*Required task*.
Rewrite the listing below as a JSON array of strings, with each line as one string and all blank lines omitted.
── Provided material ──
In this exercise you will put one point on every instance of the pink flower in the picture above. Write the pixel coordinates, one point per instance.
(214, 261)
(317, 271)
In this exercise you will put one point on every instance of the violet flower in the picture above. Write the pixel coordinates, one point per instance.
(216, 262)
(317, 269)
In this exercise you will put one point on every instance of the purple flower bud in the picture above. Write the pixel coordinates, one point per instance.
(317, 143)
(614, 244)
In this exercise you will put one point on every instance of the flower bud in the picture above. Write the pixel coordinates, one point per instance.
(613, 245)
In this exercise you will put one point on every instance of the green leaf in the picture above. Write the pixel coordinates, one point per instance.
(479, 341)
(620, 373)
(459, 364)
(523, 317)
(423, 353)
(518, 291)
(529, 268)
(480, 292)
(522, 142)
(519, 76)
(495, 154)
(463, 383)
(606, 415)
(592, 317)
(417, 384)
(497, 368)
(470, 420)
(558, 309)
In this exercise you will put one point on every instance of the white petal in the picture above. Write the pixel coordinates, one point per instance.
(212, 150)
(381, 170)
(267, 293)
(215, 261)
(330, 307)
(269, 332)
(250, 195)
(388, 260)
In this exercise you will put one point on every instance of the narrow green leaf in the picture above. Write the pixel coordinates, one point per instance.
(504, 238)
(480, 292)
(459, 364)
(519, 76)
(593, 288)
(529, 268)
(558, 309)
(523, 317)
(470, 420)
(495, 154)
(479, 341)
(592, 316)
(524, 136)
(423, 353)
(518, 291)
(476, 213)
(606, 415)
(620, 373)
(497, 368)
───
*Solution to the problem*.
[
  "In this exercise you will put one point on every instance of the pink flower in the picture above. Write the pixel coordinates, one point per instance.",
  "(214, 261)",
  "(317, 271)",
  "In this exercise you will put one point on every instance of the violet flower in the picture above. Write the pixel coordinates, one point per instance.",
  "(216, 262)",
  "(317, 269)",
  "In this exercise you will put one point on every instance of the purple flower bud in the picture above. Write the pixel coordinates, one point per instance.",
  "(317, 143)",
  "(614, 244)",
  "In this exercise you will put one point on every instance of the flower bud in the picture above. Write the pixel coordinates, one point per instance.",
  "(613, 245)",
  "In this exercise you will put one point on every instance of the green leaf in the picture above. Write the pixel coordinates, one point per instance.",
  "(479, 341)",
  "(620, 373)",
  "(459, 364)",
  "(523, 317)",
  "(423, 353)",
  "(518, 291)",
  "(529, 268)",
  "(480, 292)",
  "(522, 142)",
  "(519, 76)",
  "(495, 154)",
  "(463, 383)",
  "(606, 415)",
  "(592, 317)",
  "(417, 384)",
  "(497, 368)",
  "(470, 420)",
  "(558, 309)",
  "In this exercise you will put one point on every instance of the white petal in the picture above. Write the pixel coordinates, one point per instance.",
  "(212, 150)",
  "(381, 170)",
  "(267, 293)",
  "(215, 261)",
  "(330, 307)",
  "(269, 332)",
  "(250, 195)",
  "(388, 260)",
  "In this exercise you will put one point on every instance of the narrow green leaf in the picture above. Write the pixel coordinates, one point per instance.",
  "(504, 238)",
  "(480, 292)",
  "(459, 364)",
  "(519, 76)",
  "(593, 288)",
  "(529, 268)",
  "(558, 309)",
  "(523, 317)",
  "(470, 420)",
  "(495, 154)",
  "(479, 341)",
  "(592, 316)",
  "(524, 136)",
  "(423, 353)",
  "(518, 291)",
  "(476, 213)",
  "(606, 415)",
  "(620, 373)",
  "(497, 368)"
]